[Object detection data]
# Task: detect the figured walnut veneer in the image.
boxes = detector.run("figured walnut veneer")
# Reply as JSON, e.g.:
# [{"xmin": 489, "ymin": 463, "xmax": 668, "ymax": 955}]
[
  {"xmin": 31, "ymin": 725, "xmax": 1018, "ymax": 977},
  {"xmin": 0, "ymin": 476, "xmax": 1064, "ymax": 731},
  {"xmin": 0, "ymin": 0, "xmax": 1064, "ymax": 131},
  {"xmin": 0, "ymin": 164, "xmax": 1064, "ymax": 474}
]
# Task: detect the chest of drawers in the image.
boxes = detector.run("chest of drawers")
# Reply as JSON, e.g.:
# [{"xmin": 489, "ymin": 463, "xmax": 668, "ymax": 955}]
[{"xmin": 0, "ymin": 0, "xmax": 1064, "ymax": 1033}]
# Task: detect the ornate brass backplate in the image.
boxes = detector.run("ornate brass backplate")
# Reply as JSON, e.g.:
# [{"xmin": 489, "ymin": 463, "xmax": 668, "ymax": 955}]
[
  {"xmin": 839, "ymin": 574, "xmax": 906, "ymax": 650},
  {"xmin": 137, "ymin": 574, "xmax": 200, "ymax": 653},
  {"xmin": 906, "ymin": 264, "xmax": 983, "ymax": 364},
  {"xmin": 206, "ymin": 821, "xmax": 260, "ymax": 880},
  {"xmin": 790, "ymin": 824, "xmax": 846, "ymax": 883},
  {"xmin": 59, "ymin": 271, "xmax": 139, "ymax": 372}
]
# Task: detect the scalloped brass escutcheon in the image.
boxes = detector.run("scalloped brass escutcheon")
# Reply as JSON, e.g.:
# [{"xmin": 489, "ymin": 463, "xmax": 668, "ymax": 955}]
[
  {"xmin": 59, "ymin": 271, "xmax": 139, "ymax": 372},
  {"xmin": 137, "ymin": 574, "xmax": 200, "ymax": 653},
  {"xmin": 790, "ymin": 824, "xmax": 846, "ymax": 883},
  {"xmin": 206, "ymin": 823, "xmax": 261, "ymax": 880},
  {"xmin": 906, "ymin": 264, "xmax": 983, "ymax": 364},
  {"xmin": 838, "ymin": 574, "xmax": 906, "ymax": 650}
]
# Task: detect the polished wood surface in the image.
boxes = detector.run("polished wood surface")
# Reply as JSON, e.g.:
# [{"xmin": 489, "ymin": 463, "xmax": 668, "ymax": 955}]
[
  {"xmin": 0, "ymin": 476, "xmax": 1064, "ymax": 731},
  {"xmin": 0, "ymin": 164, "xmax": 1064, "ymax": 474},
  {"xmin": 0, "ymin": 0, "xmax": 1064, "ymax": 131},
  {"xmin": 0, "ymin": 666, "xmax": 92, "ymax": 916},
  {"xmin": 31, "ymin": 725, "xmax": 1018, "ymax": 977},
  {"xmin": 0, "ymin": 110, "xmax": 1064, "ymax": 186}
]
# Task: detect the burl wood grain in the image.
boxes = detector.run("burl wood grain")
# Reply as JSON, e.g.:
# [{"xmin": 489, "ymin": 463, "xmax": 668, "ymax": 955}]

### Given instruction:
Write out the records above line for line, with no changes.

### Result of this task:
# Task: detect the figured walnut veneer in the image.
boxes = detector.run("figured walnut veneer")
# Reply as JSON, e.g.:
# [{"xmin": 489, "ymin": 463, "xmax": 668, "ymax": 955}]
[
  {"xmin": 31, "ymin": 725, "xmax": 1018, "ymax": 977},
  {"xmin": 0, "ymin": 476, "xmax": 1064, "ymax": 731},
  {"xmin": 0, "ymin": 0, "xmax": 1064, "ymax": 131},
  {"xmin": 0, "ymin": 164, "xmax": 1064, "ymax": 474}
]
# Task: detect the chest of drawers in the image.
boxes = detector.run("chest of drawers")
# Reply as JSON, e.g.:
# [{"xmin": 489, "ymin": 463, "xmax": 668, "ymax": 955}]
[{"xmin": 0, "ymin": 0, "xmax": 1064, "ymax": 1033}]
# Task: detect the ornate brass backplate in the image.
boxes = detector.run("ornate brass backplate")
# Reply as JSON, e.g.:
# [{"xmin": 489, "ymin": 463, "xmax": 668, "ymax": 955}]
[
  {"xmin": 839, "ymin": 574, "xmax": 906, "ymax": 650},
  {"xmin": 137, "ymin": 574, "xmax": 200, "ymax": 653},
  {"xmin": 906, "ymin": 264, "xmax": 983, "ymax": 364},
  {"xmin": 206, "ymin": 821, "xmax": 260, "ymax": 880},
  {"xmin": 790, "ymin": 824, "xmax": 846, "ymax": 883},
  {"xmin": 59, "ymin": 271, "xmax": 139, "ymax": 372}
]
# Task: detect the scalloped brass escutcheon in the image.
boxes = detector.run("scalloped brass escutcheon")
# Reply as JSON, e.g.:
# [{"xmin": 489, "ymin": 463, "xmax": 668, "ymax": 955}]
[
  {"xmin": 59, "ymin": 271, "xmax": 139, "ymax": 372},
  {"xmin": 137, "ymin": 574, "xmax": 200, "ymax": 653},
  {"xmin": 790, "ymin": 824, "xmax": 846, "ymax": 883},
  {"xmin": 206, "ymin": 823, "xmax": 261, "ymax": 880},
  {"xmin": 906, "ymin": 264, "xmax": 983, "ymax": 364},
  {"xmin": 838, "ymin": 574, "xmax": 906, "ymax": 650}
]
# Task: detect the polished wood surface in the image.
boxes = detector.run("polished wood surface")
# Reply as JSON, e.g.:
# [{"xmin": 489, "ymin": 463, "xmax": 668, "ymax": 955}]
[
  {"xmin": 0, "ymin": 476, "xmax": 1064, "ymax": 731},
  {"xmin": 0, "ymin": 164, "xmax": 1064, "ymax": 474},
  {"xmin": 0, "ymin": 0, "xmax": 1064, "ymax": 131},
  {"xmin": 0, "ymin": 666, "xmax": 92, "ymax": 916},
  {"xmin": 31, "ymin": 725, "xmax": 1018, "ymax": 977},
  {"xmin": 0, "ymin": 110, "xmax": 1064, "ymax": 186}
]
# Task: detect the burl wood grain in the image.
boxes = detector.run("burl wood grain")
# Reply as JSON, e.g.:
# [{"xmin": 489, "ymin": 463, "xmax": 668, "ymax": 955}]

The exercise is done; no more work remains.